Хлебников без нахлебников

Александр Костерев
Эпоха футуризма пребывала в недолгом, но твердом убеждении, что ХУДОЖНИК волен выражаться не только общим языком, но и языком личным, а самое главное, языком, не имеющим определенного значения (не сформированным) — заумным. К этому заумному языку поэт может прибегать, когда ему хочется передать неясный, еще не устоявшийся образ, когда он не может (или намеренно не хочет) дать точное название предмету или имени, а стремится только намекнуть на него. Заумь — по мнению футуристов — не только пробуждает фантазию, но и предоставляет полную свободу этой творческой фантазии.
«От смысла слово сокращается, корчится, каменеет, — писал в 1921 году А. Крученых, — заумь же дикая, пламенная, взрывная (дикий рай, огненные языки, пылающий уголь). Заумные творения могут дать всемирный поэтический язык, рожденный органически, а не искусственно, как эсперанто».

====

*Задания к упражнению*.
**A.** Кто, согласно тексту о футуризме, писал в 1921 году, что заумь дикая, пламенная, взрывная?
**B.** Сообщите только число строк, содержащих слово «window».
Эти строки никак не связаны с текстом о футуризме.

Строки разметки координат
====

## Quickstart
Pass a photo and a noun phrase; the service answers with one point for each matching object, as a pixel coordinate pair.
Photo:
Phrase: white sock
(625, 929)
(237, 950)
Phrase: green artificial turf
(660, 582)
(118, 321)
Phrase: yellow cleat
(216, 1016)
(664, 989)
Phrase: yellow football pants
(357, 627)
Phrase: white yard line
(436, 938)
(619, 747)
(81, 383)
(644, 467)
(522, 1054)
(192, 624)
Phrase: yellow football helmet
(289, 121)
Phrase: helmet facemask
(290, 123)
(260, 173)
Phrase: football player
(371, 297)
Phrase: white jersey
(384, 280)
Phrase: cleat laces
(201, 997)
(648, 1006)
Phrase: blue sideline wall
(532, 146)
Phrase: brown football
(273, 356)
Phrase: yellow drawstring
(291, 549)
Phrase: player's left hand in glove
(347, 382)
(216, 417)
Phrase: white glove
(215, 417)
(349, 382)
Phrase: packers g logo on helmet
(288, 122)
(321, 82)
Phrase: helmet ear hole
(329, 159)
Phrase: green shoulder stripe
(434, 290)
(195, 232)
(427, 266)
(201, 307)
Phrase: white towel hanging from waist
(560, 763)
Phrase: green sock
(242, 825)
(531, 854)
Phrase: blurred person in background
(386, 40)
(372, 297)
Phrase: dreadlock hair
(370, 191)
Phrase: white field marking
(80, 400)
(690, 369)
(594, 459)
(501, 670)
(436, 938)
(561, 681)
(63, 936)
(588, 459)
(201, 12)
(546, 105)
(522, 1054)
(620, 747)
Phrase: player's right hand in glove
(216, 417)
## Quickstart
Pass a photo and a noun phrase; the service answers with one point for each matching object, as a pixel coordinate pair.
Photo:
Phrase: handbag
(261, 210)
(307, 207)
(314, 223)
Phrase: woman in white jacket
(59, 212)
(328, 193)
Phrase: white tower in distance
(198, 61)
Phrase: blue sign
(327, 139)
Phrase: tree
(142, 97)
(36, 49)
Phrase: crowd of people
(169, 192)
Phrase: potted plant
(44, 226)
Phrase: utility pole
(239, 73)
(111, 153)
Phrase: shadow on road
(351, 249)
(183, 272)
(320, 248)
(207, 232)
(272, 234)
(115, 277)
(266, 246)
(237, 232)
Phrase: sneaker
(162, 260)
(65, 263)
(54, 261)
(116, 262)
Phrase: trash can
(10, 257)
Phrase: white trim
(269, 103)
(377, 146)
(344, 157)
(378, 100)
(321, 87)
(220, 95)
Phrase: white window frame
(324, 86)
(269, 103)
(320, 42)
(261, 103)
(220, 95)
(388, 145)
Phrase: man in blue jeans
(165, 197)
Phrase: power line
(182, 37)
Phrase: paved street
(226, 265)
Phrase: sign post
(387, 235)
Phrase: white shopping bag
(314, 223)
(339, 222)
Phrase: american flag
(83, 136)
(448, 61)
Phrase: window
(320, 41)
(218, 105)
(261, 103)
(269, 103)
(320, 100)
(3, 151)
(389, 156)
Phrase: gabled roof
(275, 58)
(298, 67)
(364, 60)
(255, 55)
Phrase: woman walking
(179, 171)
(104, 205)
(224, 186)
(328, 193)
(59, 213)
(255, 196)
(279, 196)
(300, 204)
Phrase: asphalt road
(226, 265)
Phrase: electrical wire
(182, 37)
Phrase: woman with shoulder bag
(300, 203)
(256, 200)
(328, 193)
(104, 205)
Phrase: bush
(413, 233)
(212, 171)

====

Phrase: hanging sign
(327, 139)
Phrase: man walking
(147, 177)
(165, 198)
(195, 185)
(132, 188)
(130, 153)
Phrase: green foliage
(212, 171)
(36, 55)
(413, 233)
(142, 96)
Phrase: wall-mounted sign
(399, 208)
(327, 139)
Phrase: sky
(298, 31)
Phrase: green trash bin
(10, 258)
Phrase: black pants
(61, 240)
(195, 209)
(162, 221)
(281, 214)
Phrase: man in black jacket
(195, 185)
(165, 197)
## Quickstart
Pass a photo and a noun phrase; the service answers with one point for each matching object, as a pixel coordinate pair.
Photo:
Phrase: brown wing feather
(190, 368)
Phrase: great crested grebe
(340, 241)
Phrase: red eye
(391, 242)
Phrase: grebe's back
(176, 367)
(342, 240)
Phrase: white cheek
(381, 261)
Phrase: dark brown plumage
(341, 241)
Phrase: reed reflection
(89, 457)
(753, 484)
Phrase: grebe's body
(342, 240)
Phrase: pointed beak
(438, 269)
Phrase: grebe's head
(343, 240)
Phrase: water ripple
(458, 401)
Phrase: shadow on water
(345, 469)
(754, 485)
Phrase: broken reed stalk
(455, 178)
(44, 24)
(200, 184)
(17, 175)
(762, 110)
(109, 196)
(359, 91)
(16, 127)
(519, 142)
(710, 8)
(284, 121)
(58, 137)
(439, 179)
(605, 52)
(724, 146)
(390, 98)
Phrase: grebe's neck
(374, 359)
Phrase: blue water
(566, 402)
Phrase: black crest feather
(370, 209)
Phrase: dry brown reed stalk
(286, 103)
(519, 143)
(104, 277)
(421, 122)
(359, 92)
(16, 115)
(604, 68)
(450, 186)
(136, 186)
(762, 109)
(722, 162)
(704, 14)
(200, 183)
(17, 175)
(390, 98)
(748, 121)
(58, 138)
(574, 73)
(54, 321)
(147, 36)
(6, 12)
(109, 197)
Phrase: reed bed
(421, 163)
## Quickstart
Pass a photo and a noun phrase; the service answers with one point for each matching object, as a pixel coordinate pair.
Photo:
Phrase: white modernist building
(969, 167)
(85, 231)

====

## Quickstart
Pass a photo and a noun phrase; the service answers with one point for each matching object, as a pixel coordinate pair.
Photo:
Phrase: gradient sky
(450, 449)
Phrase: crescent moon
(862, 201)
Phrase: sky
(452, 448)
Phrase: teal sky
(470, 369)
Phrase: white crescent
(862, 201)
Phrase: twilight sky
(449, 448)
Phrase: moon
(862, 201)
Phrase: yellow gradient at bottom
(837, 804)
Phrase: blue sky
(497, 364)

====

*Ответы по заданиям*.
**A.** А. Крученых.

**B.** 2